• TEKST
<<<<

Het Comité kan zich vinden in het „onderzoek van de gevolgen voor het concurrentievermogen”, waarmee op selectieve basis zou moeten worden begonnen.

4.12

Handhaving of, liever nog, verhoging van de EU-middelen voor O&O is van het grootste belang. Grote Europese projecten en mede door een of meer lidstaten gefinancierde pan-Europese infrastructuur zouden toch hefboomeffecten moeten hebben.

4.13

Industriële clusters ontstaan doorgaans in traditionele industriële gebieden die voortdurend in ontwikkeling zijn middels nieuwe investeringen, technologie, innovatie, waardeketens, vaardigheden en regionale en nationale netwerken. (12) De rijkere regio's zijn voorlopers voor Europa.

4.14

Coherent beleid en samenhangende maatregelen op EU-niveau, gecombineerd met een voortdurende, meer transparante en geactualiseerde informatiestroom over nationale ontwikkelingen zullen significant bijdragen tot gelijke kansen en een sterke interne markt (het hart van de Europese integratie).

4.15

Gegevens en analyses zijn cruciaal en de Commissie heeft daar goed aan gewerkt. Iedere vorm van beleid vergt diepgaande analyses en nauwkeurige en vergelijkbare informatie op EU-niveau. Nauwgezetter en toekomstgericht toezicht en evaluatie vereisen betrouwbare data over dynamische hedendaagse trends. (13) Er is vooruitgang, maar er is nog veel te doen.

4.16

Los van nationale statistieken zijn die van Eurostat van belang. Die organisatie moet over de middelen beschikken om de juiste gegevens te verzamelen en tijdig Europese en mondiale tendensen en bewegingen te analyseren en meer toegang tot data te krijgen. Informatie moet zo snel en compleet mogelijk beschikbaar zijn.

5.   Governance op EU-niveau: horizontale en specifieke benaderingen: sectoren en waardeketens

5.1

Het bundelen van de activiteiten van de Commissie in één concept weerspiegelt de noodzaak van ontschotting en verhoogt zichtbaarheid en efficiëntie.

>>>>

• DOELEN
- 1) Leg in één tot drie zinnen uit waarom gegevens en analyses volgens de tekst over concurrentievermogen cruciaal zijn.
- 2) Filter de vermeldingen en neem elke regel over waarin het woord "water" voorkomt.
De tekst over concurrentievermogen en de vermeldingen zijn afzonderlijk materiaal.

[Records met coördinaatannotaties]
<<<<

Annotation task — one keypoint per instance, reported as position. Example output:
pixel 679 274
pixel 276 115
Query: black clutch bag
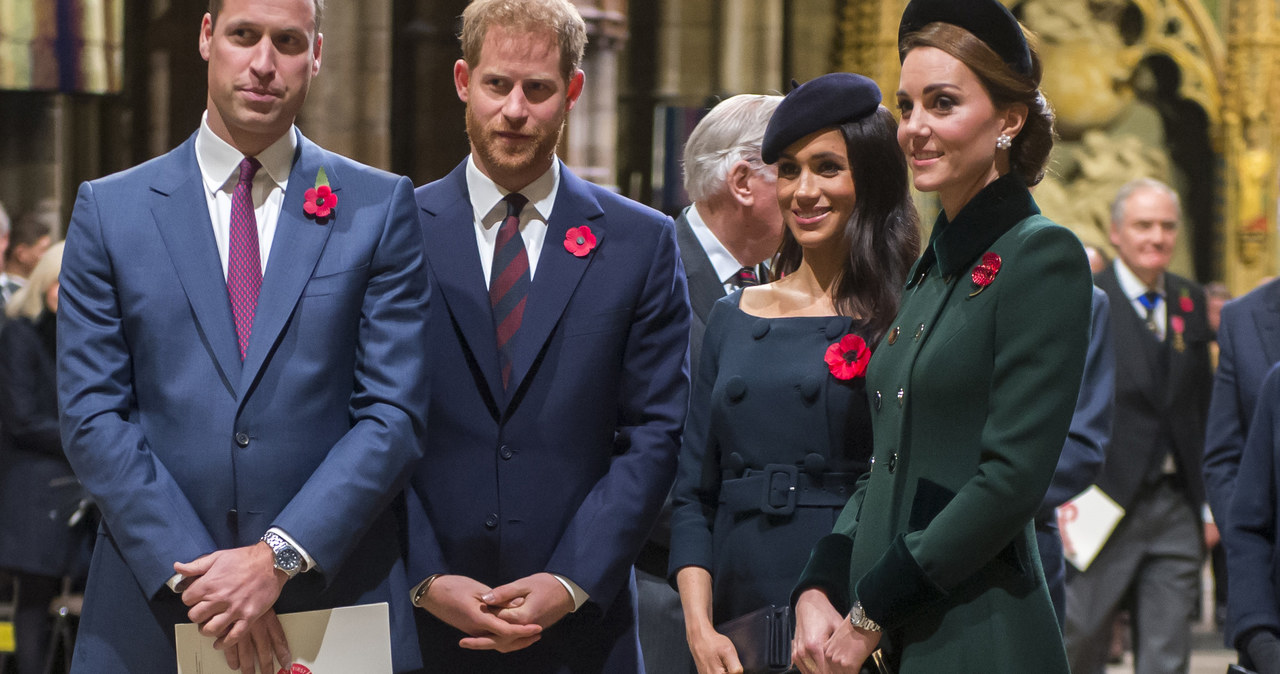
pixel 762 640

>>>>
<<<<

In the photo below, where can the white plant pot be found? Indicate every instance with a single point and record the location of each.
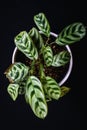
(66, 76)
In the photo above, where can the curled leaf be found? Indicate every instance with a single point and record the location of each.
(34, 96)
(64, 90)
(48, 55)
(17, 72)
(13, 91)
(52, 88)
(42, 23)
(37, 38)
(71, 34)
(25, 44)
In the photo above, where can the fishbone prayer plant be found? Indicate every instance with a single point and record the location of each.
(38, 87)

>>>>
<<<<

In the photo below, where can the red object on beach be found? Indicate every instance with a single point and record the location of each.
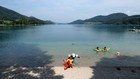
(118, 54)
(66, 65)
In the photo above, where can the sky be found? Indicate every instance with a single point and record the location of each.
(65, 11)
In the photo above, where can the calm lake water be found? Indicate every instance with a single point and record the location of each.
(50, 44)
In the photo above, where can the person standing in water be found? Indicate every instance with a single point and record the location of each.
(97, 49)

>>>>

• ANTWOORDEN PER OPDRACHT
- 1) Iedere vorm van beleid vergt diepgaande analyses en nauwkeurige en vergelijkbare informatie op EU-niveau. Bovendien vereisen nauwgezetter en toekomstgericht toezicht en evaluatie betrouwbare data over dynamische hedendaagse trends.

- 2)
In the photo above, where can the calm lake water be found? Indicate every instance with a single point and record the location of each.
In the photo above, where can the person standing in water be found? Indicate every instance with a single point and record the location of each.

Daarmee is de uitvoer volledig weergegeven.